*Information supplied*
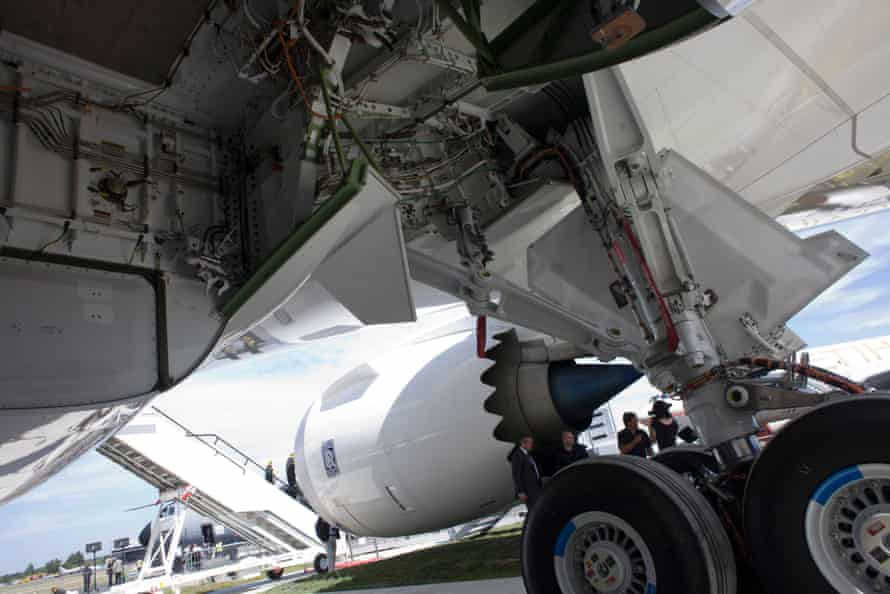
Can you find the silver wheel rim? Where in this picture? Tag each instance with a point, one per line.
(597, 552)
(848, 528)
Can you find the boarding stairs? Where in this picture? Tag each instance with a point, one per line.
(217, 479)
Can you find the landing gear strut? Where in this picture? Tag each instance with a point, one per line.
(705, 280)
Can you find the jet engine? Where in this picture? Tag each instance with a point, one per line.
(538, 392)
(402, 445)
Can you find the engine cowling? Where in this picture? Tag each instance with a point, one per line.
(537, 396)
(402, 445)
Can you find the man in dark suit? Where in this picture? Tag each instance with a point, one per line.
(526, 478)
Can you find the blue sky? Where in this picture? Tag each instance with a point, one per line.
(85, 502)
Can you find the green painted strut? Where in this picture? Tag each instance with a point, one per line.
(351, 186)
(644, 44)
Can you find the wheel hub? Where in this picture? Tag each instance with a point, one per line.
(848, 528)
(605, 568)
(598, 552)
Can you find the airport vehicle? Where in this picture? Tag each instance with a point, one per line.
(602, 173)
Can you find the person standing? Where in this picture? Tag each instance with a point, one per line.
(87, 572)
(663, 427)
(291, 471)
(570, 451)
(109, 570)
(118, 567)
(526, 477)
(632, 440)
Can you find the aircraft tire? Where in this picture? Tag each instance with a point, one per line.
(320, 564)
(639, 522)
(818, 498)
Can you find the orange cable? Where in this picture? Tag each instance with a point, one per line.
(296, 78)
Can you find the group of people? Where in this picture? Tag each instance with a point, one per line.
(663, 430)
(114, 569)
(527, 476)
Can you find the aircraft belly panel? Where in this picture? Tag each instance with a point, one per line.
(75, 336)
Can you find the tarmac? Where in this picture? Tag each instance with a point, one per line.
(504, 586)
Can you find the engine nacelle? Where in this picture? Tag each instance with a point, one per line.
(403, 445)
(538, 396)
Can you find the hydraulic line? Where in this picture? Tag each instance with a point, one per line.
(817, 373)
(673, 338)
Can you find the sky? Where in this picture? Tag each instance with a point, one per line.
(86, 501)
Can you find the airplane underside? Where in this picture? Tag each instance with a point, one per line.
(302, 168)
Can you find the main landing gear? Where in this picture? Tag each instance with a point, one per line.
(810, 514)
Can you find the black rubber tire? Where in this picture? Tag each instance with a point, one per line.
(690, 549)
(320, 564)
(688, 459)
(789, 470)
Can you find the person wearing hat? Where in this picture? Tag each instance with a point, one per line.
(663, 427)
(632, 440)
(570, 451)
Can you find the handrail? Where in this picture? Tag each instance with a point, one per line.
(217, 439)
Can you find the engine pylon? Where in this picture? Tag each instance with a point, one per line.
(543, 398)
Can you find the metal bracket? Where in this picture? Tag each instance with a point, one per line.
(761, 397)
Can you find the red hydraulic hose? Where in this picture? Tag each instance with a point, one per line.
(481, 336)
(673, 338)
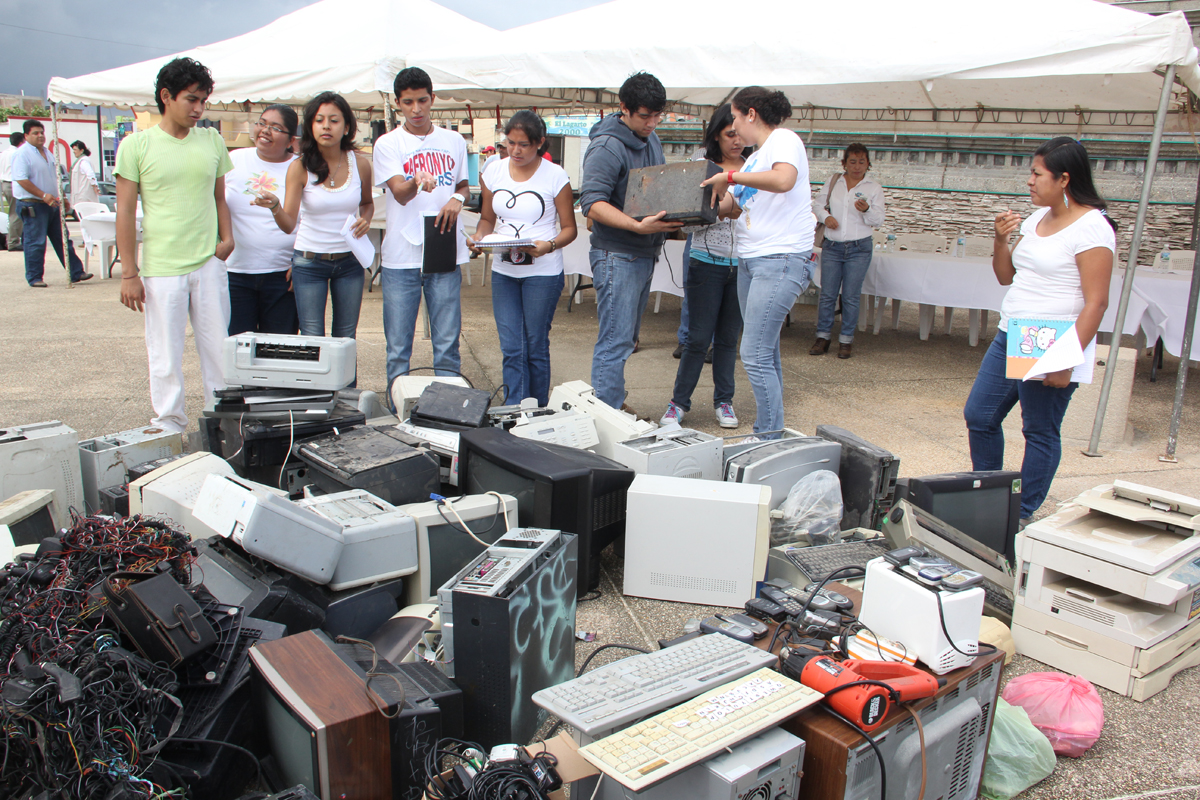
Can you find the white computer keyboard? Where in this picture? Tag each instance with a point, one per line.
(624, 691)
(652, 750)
---
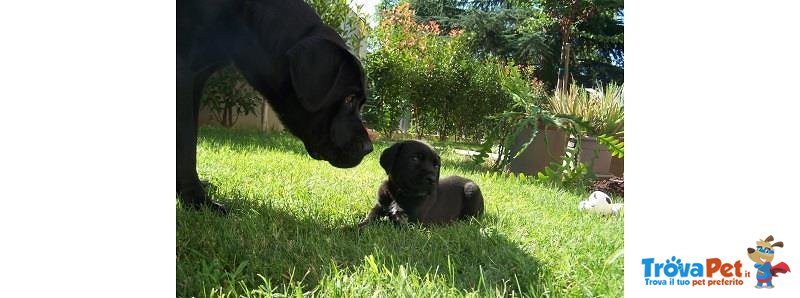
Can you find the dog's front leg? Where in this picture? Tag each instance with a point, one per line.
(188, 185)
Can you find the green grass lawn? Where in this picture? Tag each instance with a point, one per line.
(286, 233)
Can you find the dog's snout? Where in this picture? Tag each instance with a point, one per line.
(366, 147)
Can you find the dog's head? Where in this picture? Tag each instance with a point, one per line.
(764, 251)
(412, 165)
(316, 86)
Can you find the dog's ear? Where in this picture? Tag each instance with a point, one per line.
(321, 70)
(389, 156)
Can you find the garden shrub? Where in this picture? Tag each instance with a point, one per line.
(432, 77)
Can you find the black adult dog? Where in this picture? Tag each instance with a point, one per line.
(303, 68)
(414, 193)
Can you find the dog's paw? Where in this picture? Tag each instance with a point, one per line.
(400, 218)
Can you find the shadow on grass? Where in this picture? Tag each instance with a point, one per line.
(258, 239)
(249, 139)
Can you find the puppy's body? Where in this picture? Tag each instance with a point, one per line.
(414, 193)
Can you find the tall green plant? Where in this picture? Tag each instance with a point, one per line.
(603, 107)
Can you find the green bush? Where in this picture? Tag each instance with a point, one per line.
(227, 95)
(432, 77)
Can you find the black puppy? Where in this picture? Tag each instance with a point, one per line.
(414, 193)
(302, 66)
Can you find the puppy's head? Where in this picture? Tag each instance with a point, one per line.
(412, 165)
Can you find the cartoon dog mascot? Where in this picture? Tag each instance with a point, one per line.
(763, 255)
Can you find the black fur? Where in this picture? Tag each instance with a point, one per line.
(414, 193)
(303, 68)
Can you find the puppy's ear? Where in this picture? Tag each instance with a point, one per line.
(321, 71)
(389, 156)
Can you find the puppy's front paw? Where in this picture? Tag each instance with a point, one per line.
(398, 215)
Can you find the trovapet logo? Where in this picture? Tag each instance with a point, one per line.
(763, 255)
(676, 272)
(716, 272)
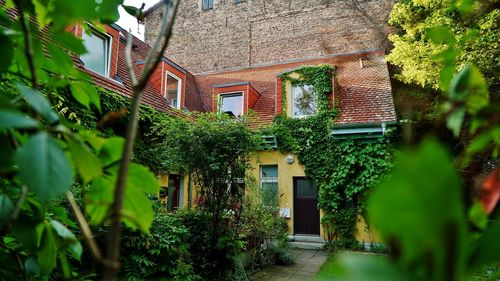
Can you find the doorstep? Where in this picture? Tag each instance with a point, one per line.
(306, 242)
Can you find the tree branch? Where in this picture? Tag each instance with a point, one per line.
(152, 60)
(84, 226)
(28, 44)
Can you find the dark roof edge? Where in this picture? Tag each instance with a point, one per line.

*Exercise objective*
Copy the listing from the line with "Can you find the puppy's head?" up to and including the line with "Can you find the dark", swapping "puppy's" for "pup's" and keeping everything else the same. Leave the pictures out.

*Answer to the exercise*
Can you find the pup's head? Where in this picture? Tag each instance with a point, one per line.
(412, 165)
Can you find the cartoon dog mascot? Where in this picture? Tag each instance with a point, one per line.
(763, 255)
Can you find the black fur? Where in this picture? Tag each instance with a point, one per line.
(414, 193)
(303, 68)
Can you find the pup's ear? Where in this picture? Tag each instance with a point, one per line.
(321, 71)
(389, 156)
Can you find the pup's front paw? Where in this picture? Tag each instance with a point, one per line.
(398, 215)
Can you find the trovapet logo? Where in this picture? Tag each instance with a point, one per line.
(763, 255)
(676, 272)
(716, 272)
Can you find the doorstep? Where in this picture? Tag each instance with a point, one per line.
(306, 242)
Can you find the tree branch? Where in this picture? Tag each instance with a point, one per line.
(152, 60)
(84, 226)
(28, 44)
Can you find the dark roof edge? Where in this picture? Tag each instance with a point, one per line.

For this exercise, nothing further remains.